** Excerpt provided **
——

The time this would be really useful to me is when I get into arguments at bars or restaurants with friends. I'm a bit concerned about how well the search part of this device will work for that, I'd probably need to rethink a lot of my searches to start at an obvious Wikipedia page and then lead me to my answer.
Probably wonderful for just reading through Wikipedia on a bus or plane though, too bad it doesn't seem to have the images, videos or audio.
My work here is dung.
Have these people never heard of a diff? How about just letting me download the changes! The Wiki can tell them what they are.
That's worse than useless if I have to redownload all of wikipedia to keep it up to date.
Luckily I have a smart phone with internet access.
Three points to consider:
- It's openmoko based, so it's extremely hackable.
- It uses standard AAA batteries. I can't overstate how important this is to me.
- No contract, hard copy of reference information, safe to give to a kid.

——

** Data **

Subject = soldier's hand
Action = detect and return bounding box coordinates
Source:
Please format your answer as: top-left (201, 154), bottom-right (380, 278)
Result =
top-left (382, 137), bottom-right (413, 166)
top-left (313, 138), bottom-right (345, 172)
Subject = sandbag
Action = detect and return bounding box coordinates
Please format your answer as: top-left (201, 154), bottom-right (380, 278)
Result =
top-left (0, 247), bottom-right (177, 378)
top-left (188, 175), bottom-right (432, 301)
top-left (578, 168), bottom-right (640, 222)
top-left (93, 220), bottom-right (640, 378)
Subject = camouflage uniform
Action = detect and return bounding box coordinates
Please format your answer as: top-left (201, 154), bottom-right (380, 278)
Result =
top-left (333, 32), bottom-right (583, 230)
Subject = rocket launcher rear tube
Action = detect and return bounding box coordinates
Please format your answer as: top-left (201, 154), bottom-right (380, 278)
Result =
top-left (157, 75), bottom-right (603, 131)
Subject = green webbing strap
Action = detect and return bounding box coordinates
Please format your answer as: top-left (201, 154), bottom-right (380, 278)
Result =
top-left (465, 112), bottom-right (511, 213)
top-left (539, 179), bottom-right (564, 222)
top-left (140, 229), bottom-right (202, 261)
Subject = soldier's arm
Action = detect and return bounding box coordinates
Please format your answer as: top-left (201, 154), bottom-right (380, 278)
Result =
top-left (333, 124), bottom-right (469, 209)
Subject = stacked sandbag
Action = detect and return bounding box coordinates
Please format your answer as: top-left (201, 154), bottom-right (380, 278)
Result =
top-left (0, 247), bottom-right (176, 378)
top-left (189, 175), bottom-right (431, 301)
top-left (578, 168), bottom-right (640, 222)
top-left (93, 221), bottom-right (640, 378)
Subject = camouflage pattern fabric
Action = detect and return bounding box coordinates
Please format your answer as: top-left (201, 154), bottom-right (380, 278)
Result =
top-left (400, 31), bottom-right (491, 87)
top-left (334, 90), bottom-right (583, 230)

——

** Tasks to complete **
**1.** Name every place or setting where the comments about the Wikipedia reader say the device would be used.
**2.** From the comments about the Wikipedia reader, extract the passage that begins with the words containing "Three points to" and ends with "give to a kid.".

** Task-by-task results **
**1.** bars, restaurants, a bus, a plane

**2.**
Three points to consider:
- It's openmoko based, so it's extremely hackable.
- It uses standard AAA batteries. I can't overstate how important this is to me.
- No contract, hard copy of reference information, safe to give to a kid.